··· Supplied information

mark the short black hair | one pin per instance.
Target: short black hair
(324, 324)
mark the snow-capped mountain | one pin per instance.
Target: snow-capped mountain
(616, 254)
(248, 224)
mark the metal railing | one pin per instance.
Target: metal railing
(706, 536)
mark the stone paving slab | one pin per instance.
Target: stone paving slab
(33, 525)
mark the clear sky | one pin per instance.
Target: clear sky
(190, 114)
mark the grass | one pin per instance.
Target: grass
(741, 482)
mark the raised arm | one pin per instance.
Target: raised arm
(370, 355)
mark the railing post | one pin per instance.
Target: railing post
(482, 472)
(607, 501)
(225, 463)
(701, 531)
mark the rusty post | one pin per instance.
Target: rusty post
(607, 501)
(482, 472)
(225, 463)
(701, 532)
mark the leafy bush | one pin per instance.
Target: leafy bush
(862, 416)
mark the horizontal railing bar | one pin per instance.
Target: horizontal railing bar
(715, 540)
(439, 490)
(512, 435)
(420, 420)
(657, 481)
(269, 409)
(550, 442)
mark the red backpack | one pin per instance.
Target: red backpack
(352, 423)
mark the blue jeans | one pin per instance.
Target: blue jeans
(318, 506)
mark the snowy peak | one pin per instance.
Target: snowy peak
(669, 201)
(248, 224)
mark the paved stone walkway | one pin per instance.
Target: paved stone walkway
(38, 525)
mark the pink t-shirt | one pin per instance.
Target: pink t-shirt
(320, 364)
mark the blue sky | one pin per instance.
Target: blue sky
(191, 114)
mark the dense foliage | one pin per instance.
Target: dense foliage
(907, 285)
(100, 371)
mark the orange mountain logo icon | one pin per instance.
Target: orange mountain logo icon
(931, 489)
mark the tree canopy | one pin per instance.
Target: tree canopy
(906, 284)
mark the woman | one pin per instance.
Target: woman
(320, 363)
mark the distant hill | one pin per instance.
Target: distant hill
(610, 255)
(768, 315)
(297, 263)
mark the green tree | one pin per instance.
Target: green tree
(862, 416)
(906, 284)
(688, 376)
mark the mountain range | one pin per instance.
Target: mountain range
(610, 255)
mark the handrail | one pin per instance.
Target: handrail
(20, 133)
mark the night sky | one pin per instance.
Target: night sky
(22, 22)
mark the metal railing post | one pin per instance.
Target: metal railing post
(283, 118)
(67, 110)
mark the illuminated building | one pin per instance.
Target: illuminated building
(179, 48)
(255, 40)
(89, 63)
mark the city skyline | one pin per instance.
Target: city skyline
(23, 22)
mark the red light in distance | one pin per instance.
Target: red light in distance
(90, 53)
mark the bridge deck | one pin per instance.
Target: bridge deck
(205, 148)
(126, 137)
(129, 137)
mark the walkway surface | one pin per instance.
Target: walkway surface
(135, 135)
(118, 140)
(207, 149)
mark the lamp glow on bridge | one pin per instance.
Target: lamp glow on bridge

······

All lines in the records with the string "glow" should be copied out.

Output of the exercise:
mark the lamp glow on bridge | one pin per instance.
Target: lamp glow on bridge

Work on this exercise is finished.